Kaynak Metin
• • •

Savaş Bölgesinden Ülkemize Gelen Yabancılar Hakkında Verilen Sınır Dışı Kararları ve İptali

Savaş Bölgesinden Ülkemize Gelen Yabancılar Hakkında Verilen Sınır Dışı Kararları ve İptaliSavaş Bölgesinden ülkemize gelen yabancılar hakkında çeşitli sebeplerle Göç İdaresi Müdürlükleri tarafından verilen sınır dışı kararlarının çoğu hatalıdır. Göç İdaresi Müdürlükleri tarafından verilen hatalı kararın (yanlış kararın) mahkeme kararı ile iptali yapılarak yabancının ülkemizde kalmaya devam etmesinin yolu açılmaktadır.

Mahkemeden sonraki süreçte yabancı hukuka aykırı olarak (kaçak vs.) Türkiye’de kalmayıp, resmi olarak yani resmi kimlik ile Türkiye’de yaşamına devam etmesi için Göç İdaresi Müdürlüklerine gerekli başvurularda bulunulmakta ve sürecin eksiksiz ve hatasız şekilde tamamlanması için takip yapılmaktadır.

Göç İdaresi Müdürlüklerince Savaş Bölgesinden ülkemize gelen yabancılar hakkında verilen hatalı/yanlış sınır dışı etme kararını şöyle açıklayabiliriz.

6458 sayılı Yabancılar ve Uluslararası Koruma Kanunu’nun “Geri Gönderme Yasağı” başlıklı 4. maddesinde, Kanun kapsamındaki hiç kimsenin, işkenceye, insanlık dışı ya da onur kırıcı ceza veya muameleye tabi tutulacağı veya ırkı, dini, tabiiyeti, belli bir toplumsal gruba mensubiyeti veya siyasi fikirleri dolayısıyla hayatının veya hürriyetinin tehdit altında bulunacağı bir yere gönderilemeyeceği düzenlenmiş;

“Türkiye’ye giriş yasağı” başlıklı 9. maddesinin 1. fıkrasında, “Genel Müdürlük, gerektiğinde ilgili kamu kurum ve kuruluşlarının görüşlerini alarak, kamu düzeni veya kamu güvenliği ya da kamu sağlığı açısından Türkiye’ye girmesinde sakınca görülen yabancıların ülkeye girişini yasaklayabilir.” kuralına,

“Sınır dışı etme kararı” başlıklı 53. maddesinde,
“1) Sınır dışı etme kararı, Genel Müdürlüğün talimatı üzerine veya resen valiliklerce alınır.

• • •

Verilen Satırlar
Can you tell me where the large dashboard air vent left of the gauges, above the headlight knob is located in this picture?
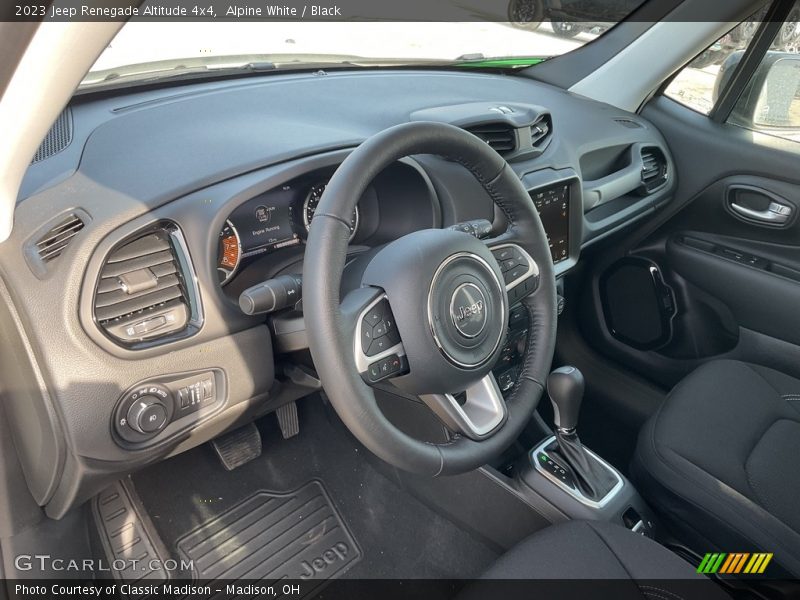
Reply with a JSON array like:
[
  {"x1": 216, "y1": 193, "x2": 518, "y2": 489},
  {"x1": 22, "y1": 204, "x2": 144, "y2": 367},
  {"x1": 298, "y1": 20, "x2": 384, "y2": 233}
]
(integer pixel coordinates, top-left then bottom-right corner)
[{"x1": 94, "y1": 224, "x2": 200, "y2": 345}]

• • •

Sorular
[A] Sınır dışı kararları hakkındaki metne göre 6458 sayılı Kanun'un 4. maddesinin başlığı nedir?
[B] Aşağıdaki ifadelerin sınır dışı kararları hakkındaki metinle uyuşup uyuşmadığını evet ya da hayır diye belirtin ve her biri için metindeki belirleyici sözleri aynen alıntılayın: (i) Göç İdaresi Müdürlüklerinin verdiği sınır dışı kararlarının çoğu hatalıdır. (ii) Kanun'un 9. maddesinin başlığı "Sınır dışı etme kararı"dır. (iii) Sınır dışı etme kararı valiliklerce alınır.
[C] Sınır dışı kararları hakkındaki metni kaldığı yerden sürdürün.
Satırların bu işle hiçbir ilgisi yoktur.

Soruların Cevapları
[A] "Geri Gönderme Yasağı"

[B]
(i) Evet: "Göç İdaresi Müdürlükleri tarafından verilen sınır dışı kararlarının çoğu hatalıdır."
(ii) Hayır: "“Türkiye’ye giriş yasağı” başlıklı 9. maddesinin 1. fıkrasında"
(iii) Evet: "Sınır dışı etme kararı, Genel Müdürlüğün talimatı üzerine veya resen valiliklerce alınır."

[C]
2) Karar, gerekçeleriyle birlikte hakkında sınır dışı etme kararı alınan yabancıya veya yasal temsilcisine ya da avukatına tebliğ edilir. Hakkında sınır dışı etme kararı alınan yabancı, bir avukat tarafından temsil edilmiyorsa kendisi veya yasal temsilcisi, kararın sonucu, itiraz usulleri ve süreleri hakkında bilgilendirilir.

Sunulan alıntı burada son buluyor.